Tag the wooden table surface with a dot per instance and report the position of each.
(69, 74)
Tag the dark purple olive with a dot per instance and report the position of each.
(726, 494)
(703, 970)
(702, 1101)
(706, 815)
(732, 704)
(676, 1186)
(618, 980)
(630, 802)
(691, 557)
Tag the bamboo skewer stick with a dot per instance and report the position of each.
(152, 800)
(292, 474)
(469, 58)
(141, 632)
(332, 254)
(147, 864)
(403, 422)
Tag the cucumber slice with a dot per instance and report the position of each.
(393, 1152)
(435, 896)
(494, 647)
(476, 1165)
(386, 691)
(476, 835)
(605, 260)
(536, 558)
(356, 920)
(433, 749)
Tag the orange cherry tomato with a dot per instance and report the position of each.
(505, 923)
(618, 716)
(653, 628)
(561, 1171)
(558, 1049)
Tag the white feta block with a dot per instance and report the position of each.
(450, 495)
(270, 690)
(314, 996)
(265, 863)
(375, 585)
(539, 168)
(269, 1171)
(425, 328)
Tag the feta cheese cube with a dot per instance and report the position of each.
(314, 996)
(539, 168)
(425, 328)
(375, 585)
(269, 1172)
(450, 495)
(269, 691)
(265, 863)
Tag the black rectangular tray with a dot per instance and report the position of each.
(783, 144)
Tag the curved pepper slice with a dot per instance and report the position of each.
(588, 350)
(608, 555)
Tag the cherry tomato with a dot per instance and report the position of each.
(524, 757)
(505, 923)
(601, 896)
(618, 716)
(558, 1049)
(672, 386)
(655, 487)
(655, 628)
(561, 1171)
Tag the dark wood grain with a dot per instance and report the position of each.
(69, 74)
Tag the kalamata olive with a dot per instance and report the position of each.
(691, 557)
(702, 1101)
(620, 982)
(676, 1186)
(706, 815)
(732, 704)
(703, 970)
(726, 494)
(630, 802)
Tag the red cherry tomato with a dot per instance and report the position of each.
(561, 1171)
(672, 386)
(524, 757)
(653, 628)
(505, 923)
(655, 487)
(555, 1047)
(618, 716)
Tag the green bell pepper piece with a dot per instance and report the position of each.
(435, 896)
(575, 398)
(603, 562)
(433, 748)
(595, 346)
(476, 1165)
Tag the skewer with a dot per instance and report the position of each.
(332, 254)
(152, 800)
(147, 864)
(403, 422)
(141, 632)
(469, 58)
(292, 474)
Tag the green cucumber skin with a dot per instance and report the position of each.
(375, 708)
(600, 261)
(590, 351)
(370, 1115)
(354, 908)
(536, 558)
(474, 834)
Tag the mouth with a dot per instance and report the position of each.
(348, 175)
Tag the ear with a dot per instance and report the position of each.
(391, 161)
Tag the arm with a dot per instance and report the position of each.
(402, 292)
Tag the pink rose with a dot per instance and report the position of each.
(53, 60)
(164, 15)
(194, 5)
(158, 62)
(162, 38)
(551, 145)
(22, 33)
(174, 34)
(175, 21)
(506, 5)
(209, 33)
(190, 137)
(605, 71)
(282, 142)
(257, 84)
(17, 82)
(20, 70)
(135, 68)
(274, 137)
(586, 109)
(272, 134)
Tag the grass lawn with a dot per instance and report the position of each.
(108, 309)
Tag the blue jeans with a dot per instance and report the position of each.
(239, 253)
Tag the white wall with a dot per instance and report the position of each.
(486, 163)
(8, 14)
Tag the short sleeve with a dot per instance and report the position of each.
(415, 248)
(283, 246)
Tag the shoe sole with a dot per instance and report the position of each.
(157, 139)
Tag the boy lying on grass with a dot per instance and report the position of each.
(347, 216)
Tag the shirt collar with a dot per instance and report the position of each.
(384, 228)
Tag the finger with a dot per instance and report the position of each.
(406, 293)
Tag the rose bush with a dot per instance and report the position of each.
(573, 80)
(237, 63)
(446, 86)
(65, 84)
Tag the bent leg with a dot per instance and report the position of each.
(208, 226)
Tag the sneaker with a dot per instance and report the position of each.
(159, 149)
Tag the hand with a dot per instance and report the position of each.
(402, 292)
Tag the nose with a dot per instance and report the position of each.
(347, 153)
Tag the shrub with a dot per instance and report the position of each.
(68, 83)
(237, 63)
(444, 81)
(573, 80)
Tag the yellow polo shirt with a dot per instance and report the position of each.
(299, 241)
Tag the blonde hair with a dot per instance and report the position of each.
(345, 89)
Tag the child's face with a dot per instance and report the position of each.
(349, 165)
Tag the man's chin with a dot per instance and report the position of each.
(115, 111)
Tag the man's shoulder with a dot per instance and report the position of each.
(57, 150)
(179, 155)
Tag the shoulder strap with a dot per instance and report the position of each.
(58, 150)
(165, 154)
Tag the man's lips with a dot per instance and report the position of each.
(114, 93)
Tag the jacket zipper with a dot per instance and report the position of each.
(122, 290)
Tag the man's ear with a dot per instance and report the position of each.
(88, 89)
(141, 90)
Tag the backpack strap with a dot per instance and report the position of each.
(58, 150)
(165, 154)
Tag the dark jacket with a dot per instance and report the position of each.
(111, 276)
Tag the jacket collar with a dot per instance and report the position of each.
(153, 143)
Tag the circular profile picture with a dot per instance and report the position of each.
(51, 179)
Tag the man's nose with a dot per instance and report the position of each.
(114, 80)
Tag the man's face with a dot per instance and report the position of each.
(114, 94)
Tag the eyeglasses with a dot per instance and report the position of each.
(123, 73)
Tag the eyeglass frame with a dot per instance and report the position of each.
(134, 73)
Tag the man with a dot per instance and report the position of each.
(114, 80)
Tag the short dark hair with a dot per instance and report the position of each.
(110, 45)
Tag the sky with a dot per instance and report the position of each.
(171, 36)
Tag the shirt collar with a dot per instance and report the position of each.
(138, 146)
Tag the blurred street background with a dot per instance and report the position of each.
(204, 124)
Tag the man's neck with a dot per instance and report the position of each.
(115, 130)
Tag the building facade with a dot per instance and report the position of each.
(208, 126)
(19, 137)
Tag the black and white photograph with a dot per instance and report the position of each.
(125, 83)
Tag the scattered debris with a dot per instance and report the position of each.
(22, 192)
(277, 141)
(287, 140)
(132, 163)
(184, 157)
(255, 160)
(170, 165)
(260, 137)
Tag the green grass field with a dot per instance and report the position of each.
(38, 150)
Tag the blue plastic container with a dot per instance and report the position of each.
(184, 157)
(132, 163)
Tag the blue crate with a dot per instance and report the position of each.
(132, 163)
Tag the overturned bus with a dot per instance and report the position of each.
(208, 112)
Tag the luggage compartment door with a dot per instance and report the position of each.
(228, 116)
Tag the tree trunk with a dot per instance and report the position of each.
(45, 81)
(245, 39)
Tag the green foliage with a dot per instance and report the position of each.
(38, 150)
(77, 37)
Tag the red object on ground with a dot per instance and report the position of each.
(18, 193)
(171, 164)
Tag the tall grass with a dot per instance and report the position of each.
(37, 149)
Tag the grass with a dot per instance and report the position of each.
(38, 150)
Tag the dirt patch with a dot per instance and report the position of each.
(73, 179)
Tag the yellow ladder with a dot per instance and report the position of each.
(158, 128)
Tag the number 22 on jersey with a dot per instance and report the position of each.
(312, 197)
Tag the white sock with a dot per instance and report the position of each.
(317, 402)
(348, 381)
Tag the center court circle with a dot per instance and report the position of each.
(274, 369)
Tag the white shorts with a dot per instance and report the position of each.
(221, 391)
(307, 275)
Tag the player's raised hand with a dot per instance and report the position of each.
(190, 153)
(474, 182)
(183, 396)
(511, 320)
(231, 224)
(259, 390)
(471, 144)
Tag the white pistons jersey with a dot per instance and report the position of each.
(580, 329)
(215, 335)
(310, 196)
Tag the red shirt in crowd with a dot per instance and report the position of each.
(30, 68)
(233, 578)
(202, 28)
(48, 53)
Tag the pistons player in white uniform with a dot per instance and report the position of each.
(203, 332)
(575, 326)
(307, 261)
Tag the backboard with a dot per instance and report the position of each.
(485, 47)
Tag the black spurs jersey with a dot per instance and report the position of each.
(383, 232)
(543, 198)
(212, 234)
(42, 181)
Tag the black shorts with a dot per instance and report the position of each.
• • • • • • •
▸ Written exercise: Produce an exact repeat of the lines from the one containing "Tag the green foliage" through the last line of the data, and nothing more.

▸ Correct answer:
Tag the green foliage with a dot per instance and report the position of each.
(38, 150)
(77, 37)
Tag the red object on ground with a dot per instance and report the position of each.
(18, 193)
(171, 164)
Tag the tall grass with a dot per instance and report the position of each.
(37, 149)
Tag the grass with a dot per instance and report the position of each.
(38, 150)
Tag the dirt patch with a dot per instance and report the position of each.
(73, 179)
Tag the yellow ladder with a dot per instance and report the position of each.
(158, 128)
Tag the number 22 on jersey with a dot per instance and report the position of each.
(312, 197)
Tag the white sock with a dot per instance and report the position of each.
(317, 402)
(348, 381)
Tag the center court circle with a dot per instance and report the position of each.
(274, 369)
Tag the white shorts with a dot per instance and report the position of each.
(221, 391)
(307, 275)
Tag the player's raised hand with a dot per instance and report the position of each.
(190, 153)
(474, 182)
(183, 396)
(511, 320)
(231, 224)
(259, 390)
(471, 144)
Tag the white pistons jersey with a dot per instance and report the position of each.
(580, 329)
(215, 335)
(310, 196)
Tag the red shirt in crowd with a dot per instance and report the position of each.
(30, 68)
(233, 578)
(202, 28)
(48, 53)
Tag the pistons player in white uniform with a dot per instance and report the position of each.
(203, 332)
(575, 326)
(307, 261)
Tag the backboard with a dot per instance and report the position of each.
(485, 47)
Tag the black spurs jersey with a dot per instance and report the position of each.
(383, 232)
(543, 198)
(212, 234)
(42, 181)
Tag the black shorts with a dot per instance and report the position of each.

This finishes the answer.